***** Material *****
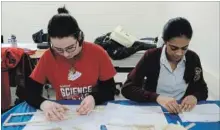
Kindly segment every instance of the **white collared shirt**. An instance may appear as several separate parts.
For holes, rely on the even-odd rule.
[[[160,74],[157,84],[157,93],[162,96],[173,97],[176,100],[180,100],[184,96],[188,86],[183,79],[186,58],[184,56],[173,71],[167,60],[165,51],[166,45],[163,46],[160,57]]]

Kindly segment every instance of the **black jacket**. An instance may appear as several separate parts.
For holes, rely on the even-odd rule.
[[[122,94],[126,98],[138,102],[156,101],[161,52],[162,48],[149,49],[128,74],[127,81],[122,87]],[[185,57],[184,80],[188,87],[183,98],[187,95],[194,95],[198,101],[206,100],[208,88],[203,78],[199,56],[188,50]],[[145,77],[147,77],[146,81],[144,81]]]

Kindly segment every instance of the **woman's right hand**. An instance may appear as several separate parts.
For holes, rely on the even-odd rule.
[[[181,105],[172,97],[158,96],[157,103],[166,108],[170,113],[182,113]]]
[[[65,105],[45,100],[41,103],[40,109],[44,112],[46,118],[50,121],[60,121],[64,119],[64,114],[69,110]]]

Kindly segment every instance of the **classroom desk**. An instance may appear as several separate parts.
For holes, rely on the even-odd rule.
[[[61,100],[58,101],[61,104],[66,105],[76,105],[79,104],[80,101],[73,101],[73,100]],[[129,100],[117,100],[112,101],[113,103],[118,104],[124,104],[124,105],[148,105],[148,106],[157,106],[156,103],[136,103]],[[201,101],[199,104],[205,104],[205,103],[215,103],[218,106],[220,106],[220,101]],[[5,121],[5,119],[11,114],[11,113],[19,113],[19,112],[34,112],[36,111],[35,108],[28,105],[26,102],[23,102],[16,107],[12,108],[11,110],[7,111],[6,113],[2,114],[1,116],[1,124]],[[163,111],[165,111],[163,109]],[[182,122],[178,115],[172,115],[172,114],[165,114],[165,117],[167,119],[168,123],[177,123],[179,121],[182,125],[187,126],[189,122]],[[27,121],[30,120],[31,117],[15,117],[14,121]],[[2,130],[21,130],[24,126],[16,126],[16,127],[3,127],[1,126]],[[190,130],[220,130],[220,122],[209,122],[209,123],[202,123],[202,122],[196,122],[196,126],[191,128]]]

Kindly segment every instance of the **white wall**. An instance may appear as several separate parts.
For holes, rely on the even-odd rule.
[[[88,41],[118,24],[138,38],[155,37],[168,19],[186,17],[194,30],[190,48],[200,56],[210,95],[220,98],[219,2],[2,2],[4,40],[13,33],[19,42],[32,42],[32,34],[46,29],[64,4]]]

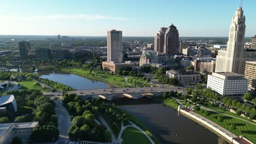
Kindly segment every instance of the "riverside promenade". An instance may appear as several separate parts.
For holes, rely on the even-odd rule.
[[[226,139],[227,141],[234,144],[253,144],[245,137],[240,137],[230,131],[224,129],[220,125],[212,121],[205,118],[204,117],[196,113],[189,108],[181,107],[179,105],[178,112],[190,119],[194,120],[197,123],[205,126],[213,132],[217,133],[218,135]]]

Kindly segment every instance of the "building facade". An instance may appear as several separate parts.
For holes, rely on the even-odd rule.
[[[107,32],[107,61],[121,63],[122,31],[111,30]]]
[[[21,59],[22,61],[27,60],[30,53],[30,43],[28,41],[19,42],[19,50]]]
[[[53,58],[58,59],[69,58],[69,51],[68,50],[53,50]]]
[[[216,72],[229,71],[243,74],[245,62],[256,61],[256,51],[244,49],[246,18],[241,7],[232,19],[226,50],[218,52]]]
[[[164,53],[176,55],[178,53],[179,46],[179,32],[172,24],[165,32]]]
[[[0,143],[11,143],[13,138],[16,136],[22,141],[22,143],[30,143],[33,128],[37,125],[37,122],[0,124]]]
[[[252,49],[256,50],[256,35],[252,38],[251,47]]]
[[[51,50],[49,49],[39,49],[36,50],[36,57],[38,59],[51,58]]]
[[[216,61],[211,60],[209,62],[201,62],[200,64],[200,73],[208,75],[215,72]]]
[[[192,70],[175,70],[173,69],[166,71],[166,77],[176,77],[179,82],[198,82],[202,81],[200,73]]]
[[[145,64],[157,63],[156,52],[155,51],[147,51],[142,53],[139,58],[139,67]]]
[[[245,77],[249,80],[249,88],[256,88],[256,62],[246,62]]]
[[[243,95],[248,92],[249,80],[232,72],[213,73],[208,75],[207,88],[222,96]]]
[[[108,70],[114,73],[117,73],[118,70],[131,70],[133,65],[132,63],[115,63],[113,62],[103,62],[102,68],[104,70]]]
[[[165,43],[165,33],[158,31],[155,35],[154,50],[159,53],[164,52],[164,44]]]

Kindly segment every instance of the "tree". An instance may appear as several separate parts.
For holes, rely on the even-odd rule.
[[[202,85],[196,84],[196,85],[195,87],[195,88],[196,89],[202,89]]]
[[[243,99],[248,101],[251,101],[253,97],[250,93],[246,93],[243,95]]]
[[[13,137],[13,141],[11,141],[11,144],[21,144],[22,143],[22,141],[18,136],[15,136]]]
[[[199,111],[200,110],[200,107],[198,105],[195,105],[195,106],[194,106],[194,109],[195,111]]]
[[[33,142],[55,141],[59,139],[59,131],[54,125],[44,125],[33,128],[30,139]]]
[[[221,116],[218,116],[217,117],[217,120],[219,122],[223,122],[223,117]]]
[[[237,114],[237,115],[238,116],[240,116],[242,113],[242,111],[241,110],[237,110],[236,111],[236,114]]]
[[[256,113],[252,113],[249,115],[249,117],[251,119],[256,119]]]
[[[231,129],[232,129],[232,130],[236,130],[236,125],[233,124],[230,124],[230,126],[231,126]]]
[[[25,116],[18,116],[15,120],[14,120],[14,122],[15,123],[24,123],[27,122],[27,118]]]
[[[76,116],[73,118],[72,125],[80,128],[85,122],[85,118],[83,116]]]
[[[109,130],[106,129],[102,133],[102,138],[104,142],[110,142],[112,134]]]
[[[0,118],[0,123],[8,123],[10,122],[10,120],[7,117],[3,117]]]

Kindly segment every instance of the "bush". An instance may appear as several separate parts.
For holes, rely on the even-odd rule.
*****
***** Material *****
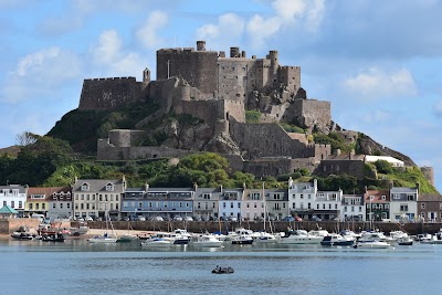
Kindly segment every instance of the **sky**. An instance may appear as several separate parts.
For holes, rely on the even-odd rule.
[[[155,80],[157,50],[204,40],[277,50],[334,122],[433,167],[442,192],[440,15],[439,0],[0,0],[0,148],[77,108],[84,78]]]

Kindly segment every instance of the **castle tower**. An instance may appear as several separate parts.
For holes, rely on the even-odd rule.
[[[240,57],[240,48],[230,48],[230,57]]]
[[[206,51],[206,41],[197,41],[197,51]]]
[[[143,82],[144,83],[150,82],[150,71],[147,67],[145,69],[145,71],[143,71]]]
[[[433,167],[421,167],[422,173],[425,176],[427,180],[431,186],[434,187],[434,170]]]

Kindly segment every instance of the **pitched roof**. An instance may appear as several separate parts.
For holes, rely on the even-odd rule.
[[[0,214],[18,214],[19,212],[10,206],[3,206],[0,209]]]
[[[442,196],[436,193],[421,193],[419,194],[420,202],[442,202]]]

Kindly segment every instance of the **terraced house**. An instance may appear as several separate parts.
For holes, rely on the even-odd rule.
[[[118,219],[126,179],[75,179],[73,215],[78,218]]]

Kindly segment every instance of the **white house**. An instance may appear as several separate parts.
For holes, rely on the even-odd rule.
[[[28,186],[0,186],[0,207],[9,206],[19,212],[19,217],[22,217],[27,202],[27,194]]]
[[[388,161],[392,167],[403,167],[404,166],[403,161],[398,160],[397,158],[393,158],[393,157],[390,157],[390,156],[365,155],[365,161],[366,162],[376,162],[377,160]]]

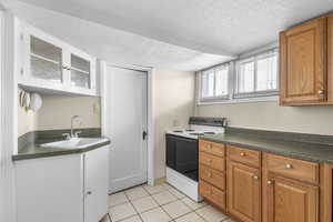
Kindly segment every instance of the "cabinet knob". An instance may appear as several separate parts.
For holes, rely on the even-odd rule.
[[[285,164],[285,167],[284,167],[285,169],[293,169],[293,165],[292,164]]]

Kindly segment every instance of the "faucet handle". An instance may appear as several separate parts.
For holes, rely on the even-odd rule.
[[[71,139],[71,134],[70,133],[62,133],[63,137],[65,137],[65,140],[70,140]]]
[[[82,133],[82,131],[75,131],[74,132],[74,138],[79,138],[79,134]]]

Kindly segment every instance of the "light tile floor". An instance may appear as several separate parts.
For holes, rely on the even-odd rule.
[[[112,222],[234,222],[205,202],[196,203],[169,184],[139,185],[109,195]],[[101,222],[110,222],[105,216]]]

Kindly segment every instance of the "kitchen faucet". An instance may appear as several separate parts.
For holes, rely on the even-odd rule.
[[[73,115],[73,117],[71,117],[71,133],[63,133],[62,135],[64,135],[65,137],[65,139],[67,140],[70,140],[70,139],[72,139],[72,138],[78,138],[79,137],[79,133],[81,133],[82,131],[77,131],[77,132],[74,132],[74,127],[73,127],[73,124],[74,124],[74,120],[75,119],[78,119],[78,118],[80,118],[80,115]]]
*****
**Work instructions:**
Update the data starting at the line containing "Kindly segment every instance of the **terraced" and ending at the line containing "[[[118,219],[126,179],[75,179],[73,215],[78,218]]]" by replacing "terraced house" with "row house". Return only those lines, with nothing else changed.

**Finished answer:**
Kindly segment every instance of the **row house**. An instance may appear as several separate parts.
For holes, rely on the even-odd rule.
[[[118,219],[126,179],[75,179],[73,215],[78,218]]]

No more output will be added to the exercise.